“Tudo começa com o conhecimento do mundo e se amplia com o
conhecimento do lugar, tarefa hoje possível porque cada lugar é o mundo. É daí
que advém uma possibilidade de ação”
Milton Santos
| Thalita Duarte Arru(ação) #4 Perfografia Edição2_Interlagos SP |
A segunda edição do
projeto Perfografia desenvolvida na
periferia de Interlagos, tornou-se possível mediante o aceite ao convite feito pela
Cia Humbalada de Teatro para
integrarmos a programação da I Mostra Beiçola,
organizada com apoio da Lei Municipal
de Fomento ao Teatro da Cidade de São Paulo. O evento faz parte de uma
série de ações desenvolvidas pela companhia que, desde 2009, tem empreendido um
projeto de revitalização da praça homônima à mostra, e consequentemente,
aproximado sua práxis teatral do cotidiano dos moradores do Jd. Primavera.
Deste modo, temos
aqui um exemplo de que frente a um mundo cada vez mais urbanizado pela globocolonização e a concomitante
urbanização da experiência artística,
a praça pode ser entendida como um potente espaço de articulação entre a arte e
a cotidianidade, uma vez que, ao propiciar um espaço de convivência entre os
habitantes de uma determinada localidade, esta se transforma num importante
símbolo da vida pública, oferecendo-nos um contraponto às dinâmicas sociais
privatistas que tem caracterizado o uso dos espaços urbanos na
contemporaneidade.
Praticada como
lugar público por excelência, a praça pode ser percebida como um lugar de
encontro, na medida em que esta evidencia a experiência de proximidade a qual
os homens foram assujeitados com a proliferação das cidades urbanas. Neste
sentido, podemos pensar em algo ao qual o urbanista Eugênio Fernandes Queiroga denomina como pracialidade, ou seja: “concretudes,
existências que se situam no tempo- espaço, participando da construção e da
metamorfose da esfera da vida pública.” (Queiroga, 2001:137)
Segundo a artista
visual Lilian Amaral, este estado de
praça pode ser conferido a qualquer logradouro, desde que este possa ser
utilizado como lugar para co-permanência e práticas intersubjetivas entre
aqueles que habitam a metrópole. É nesta perspectiva que tem se desenvolvido o Perfografia edição #2_Interlagos, com o intento de espraiar o raio de ação da
I Mostra Beiçola, ao instaurar pracialidades performativas em diversos
pontos do Jd. Primavera, por meio de ações performáticas criadas em um corpo a
corpo com o bairro.

O QUE SE PEDE:
(A) Relacione todas as pessoas cujas palavras ou ideias são citadas ou atribuídas no texto sobre o projeto Perfografia.
(B) Responda, com base no texto sobre o projeto Perfografia, às perguntas a seguir:
(i) Desde que ano a Cia Humbalada de Teatro desenvolve o projeto de revitalização da praça?
(ii) Com o apoio de qual lei foi organizada a I Mostra Beiçola?
(iii) Que termo o urbanista Eugênio Fernandes Queiroga emprega para designar a ideia discutida no texto?
(C) Prossiga a redação do texto sobre o projeto Perfografia a partir da última frase apresentada.

ITENS FORNECIDOS:
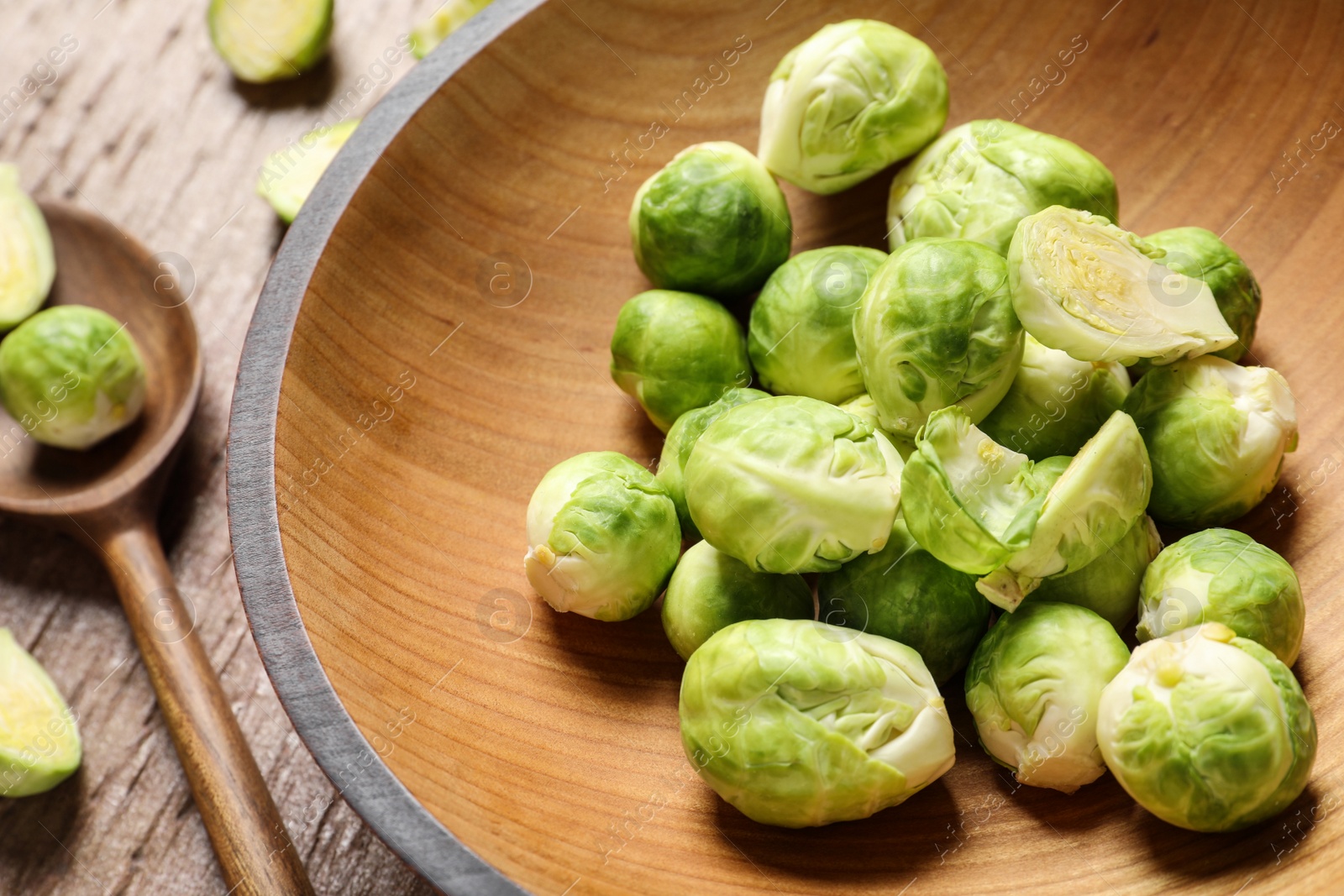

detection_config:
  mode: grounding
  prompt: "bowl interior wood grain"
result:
[244,0,1344,896]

RESPOSTAS EM ORDEM:
(A)
Milton Santos
Eugênio Fernandes Queiroga
Lilian Amaral

(B)
(i) Desde 2009.
(ii) Com o apoio da Lei Municipal de Fomento ao Teatro da Cidade de São Paulo.
(iii) Pracialidade.

(C)
Para
além de conferir uma espécie de corporeidade poética a questões emergentes ao
contexto no qual as performances foram concebidas, estas procuram agir como um
interstício social no mesmo, ao incitar transitoriedades diacrônicas através do
que Nicolas Borriaud chama de Utopias de Aproximação: práticas
artísticas que atuam numa determinada territorialidade, no ensejo de fomentar
outras possibilidades afetivas em relação a si mesmo, ao outro e ao meio, em
oposição à sincronização hegemônica que o capitalismo espetacular estabelece a
fim de promover a livre circulação de mercadorias, como a única finalidade para
o uso do espaço urbano.
Para tanto, faz-se
necessária a verticalização da ação performativa no tempo-espaço real, em
detrimento da afirmação de um espaço simbólico autônomo e privado frente à
realidade, de modo que o performer possa atuar como um ritualizador do instante-presente na medida em que o público
comunga com o fenômeno performativo e estabelece espacialidades e
temporalidades relacionais, pracialidades
performativas que entranham poeticamente tecido social e tecido urbano,
aproximando-se de um topos cênico-mítico analisado por Renato Cohen em Performance
como Linguagem.
Similares às situações construídas preconizadas pela Internacional Situacionista em meados do
século XX, as pracialidades performativas inscrevem-se no Novo Gênero de Arte
Pública ou Arte Comunitária como
foi batizado nos Estados Unidos na
década de 90, ao procurar estabelecer processos colaborativos e interativos nos
contextos nos quais atuam. Neste aspecto, em detrimento de agenciar pretensas
coletividades, Perfografia edição
#2_Interlagos procura propor o corpo
como ágora através de ações performáticas efêmeras, que ao invés de
representarem a realidade, experimentam atuar nela, em diálogo com os moradores
do Jd. Primavera.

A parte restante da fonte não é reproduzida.